_PROMPT:_ Express the lines of the listing below as a numbered list, from the line containing "Target: door frame" through the line containing "column 259, row 17", both inclusive. Omit blank lines.

_RECORDS SHOWN:_
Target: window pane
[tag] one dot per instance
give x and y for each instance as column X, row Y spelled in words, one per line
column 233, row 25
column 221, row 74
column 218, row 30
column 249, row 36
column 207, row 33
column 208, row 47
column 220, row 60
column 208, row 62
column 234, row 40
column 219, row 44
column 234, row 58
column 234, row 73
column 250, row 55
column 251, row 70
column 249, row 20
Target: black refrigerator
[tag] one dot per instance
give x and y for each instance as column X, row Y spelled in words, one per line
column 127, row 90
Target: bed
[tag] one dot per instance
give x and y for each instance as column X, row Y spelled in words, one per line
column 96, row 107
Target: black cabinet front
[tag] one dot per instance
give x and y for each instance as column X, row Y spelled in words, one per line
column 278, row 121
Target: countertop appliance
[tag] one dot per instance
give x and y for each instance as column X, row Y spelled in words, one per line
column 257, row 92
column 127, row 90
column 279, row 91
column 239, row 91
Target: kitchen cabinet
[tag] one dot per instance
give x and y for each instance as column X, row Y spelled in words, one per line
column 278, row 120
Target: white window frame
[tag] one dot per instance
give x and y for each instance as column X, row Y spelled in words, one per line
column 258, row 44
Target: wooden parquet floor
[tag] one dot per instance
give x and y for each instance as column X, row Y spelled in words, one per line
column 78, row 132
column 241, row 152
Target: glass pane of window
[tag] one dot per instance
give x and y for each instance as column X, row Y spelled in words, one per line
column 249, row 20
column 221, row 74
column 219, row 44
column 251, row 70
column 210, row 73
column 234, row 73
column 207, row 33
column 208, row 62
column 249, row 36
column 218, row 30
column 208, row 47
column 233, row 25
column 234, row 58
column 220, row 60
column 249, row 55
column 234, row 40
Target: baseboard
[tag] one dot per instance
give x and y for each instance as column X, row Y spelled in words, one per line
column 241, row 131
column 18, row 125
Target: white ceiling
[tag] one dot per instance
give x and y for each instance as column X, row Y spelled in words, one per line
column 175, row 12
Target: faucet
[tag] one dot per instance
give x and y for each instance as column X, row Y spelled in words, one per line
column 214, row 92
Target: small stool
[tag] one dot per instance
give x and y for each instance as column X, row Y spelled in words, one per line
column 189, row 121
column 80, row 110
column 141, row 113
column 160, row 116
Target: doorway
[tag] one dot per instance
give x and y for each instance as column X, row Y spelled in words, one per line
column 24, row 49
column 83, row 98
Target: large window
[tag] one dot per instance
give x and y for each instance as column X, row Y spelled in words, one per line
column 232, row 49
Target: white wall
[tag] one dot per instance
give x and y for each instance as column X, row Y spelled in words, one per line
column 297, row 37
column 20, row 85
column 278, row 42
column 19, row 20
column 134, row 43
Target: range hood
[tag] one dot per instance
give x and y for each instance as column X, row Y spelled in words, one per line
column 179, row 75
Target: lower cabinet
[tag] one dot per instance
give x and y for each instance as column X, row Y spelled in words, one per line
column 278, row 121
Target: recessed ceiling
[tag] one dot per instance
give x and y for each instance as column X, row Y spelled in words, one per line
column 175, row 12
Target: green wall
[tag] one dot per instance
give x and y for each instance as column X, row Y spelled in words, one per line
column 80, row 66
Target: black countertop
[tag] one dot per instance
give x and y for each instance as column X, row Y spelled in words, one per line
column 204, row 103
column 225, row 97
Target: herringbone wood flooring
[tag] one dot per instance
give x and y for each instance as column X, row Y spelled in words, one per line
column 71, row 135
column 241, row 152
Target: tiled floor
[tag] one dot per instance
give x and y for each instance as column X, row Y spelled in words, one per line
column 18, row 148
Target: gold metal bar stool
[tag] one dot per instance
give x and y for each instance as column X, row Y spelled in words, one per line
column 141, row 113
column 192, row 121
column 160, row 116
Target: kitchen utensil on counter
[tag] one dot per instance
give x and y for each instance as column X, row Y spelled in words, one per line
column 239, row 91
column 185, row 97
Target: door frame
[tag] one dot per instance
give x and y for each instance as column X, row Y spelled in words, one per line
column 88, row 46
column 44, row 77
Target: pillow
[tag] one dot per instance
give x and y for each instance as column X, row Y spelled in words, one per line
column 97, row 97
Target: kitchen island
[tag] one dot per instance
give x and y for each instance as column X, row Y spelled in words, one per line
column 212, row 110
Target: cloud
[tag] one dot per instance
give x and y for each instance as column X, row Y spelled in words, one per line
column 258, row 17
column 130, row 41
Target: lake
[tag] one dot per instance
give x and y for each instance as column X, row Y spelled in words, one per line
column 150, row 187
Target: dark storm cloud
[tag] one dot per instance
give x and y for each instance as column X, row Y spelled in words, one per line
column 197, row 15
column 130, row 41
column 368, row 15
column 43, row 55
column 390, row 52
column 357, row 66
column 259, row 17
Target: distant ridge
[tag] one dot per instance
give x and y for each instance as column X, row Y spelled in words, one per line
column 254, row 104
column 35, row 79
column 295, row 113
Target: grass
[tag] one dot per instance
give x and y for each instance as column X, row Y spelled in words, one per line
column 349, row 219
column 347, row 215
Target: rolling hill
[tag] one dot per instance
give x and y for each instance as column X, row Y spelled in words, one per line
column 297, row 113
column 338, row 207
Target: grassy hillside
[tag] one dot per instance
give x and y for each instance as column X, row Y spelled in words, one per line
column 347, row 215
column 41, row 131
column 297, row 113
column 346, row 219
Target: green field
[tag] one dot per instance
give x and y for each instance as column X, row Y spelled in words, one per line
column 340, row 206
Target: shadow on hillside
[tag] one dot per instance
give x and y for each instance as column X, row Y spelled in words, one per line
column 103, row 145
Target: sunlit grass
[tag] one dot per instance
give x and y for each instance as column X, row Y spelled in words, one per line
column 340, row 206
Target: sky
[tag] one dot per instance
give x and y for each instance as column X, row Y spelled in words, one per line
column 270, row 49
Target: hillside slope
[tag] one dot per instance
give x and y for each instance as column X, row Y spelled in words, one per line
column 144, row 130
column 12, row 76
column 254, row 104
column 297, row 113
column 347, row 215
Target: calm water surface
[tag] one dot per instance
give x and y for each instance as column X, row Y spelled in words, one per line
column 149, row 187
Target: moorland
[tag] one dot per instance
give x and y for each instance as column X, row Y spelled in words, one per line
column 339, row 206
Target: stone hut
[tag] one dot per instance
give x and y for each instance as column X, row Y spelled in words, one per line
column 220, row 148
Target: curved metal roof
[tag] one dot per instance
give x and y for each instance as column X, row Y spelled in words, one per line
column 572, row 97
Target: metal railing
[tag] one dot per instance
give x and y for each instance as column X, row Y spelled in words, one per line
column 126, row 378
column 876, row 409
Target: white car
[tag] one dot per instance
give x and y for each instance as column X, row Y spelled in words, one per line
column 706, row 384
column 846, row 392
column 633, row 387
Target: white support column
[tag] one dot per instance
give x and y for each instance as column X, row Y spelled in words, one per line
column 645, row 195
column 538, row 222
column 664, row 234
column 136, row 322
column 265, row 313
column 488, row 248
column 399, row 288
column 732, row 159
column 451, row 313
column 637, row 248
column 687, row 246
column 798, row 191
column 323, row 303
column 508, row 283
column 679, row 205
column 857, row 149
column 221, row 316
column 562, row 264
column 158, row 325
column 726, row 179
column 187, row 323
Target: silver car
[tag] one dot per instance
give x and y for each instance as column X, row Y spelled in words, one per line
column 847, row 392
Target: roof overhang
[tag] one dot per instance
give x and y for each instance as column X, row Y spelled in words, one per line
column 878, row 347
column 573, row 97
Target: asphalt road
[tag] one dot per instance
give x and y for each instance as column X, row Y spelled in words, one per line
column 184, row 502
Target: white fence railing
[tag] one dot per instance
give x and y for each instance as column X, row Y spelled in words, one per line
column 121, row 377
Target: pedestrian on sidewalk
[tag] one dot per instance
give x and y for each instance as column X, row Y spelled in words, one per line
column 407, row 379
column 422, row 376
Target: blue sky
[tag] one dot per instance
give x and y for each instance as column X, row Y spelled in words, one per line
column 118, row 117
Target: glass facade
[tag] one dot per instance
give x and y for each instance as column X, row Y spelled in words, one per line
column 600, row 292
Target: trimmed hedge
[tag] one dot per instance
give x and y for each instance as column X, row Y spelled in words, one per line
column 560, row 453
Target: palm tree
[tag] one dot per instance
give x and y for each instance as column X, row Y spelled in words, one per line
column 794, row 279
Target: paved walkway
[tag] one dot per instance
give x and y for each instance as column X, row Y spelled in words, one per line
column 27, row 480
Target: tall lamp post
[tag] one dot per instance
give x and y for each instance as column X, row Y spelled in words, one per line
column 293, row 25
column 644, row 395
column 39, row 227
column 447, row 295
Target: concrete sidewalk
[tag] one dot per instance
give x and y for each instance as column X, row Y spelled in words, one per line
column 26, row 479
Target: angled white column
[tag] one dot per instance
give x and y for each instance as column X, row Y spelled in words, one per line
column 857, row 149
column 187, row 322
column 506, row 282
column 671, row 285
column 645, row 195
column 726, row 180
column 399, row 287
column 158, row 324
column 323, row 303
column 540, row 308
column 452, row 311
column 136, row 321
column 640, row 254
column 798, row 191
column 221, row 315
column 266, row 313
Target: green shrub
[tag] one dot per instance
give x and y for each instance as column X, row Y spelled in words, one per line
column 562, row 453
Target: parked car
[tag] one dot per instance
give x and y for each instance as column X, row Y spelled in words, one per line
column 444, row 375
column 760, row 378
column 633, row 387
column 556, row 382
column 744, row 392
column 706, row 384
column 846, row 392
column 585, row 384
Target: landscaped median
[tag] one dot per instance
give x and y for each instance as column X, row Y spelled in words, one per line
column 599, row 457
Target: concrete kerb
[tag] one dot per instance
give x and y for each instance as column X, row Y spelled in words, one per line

_FINISHED ANSWER:_
1. Target: door frame
2. [tag] one dot per instance
3. give x and y for each instance as column X, row Y spelled in words, one per line
4. column 88, row 46
5. column 44, row 77
6. Target: pillow
7. [tag] one dot per instance
8. give x and y for each instance as column X, row Y spelled in words, one per line
9. column 97, row 97
10. Target: kitchen island
11. [tag] one dot per instance
12. give x and y for each instance as column X, row Y spelled in words, one per line
13. column 212, row 110
14. Target: cloud
15. [tag] one dot per instance
16. give x and y for each instance as column X, row Y spelled in words, one per line
17. column 258, row 17
18. column 130, row 41
19. Target: lake
20. [tag] one dot per instance
21. give x and y for each instance as column X, row Y spelled in words, one per line
22. column 150, row 187
23. Target: dark storm cloud
24. [tag] one dot per instance
25. give x and y for each instance as column X, row Y spelled in words, one per line
26. column 197, row 15
27. column 130, row 41
28. column 368, row 15
29. column 43, row 55
30. column 390, row 52
31. column 357, row 66
32. column 259, row 17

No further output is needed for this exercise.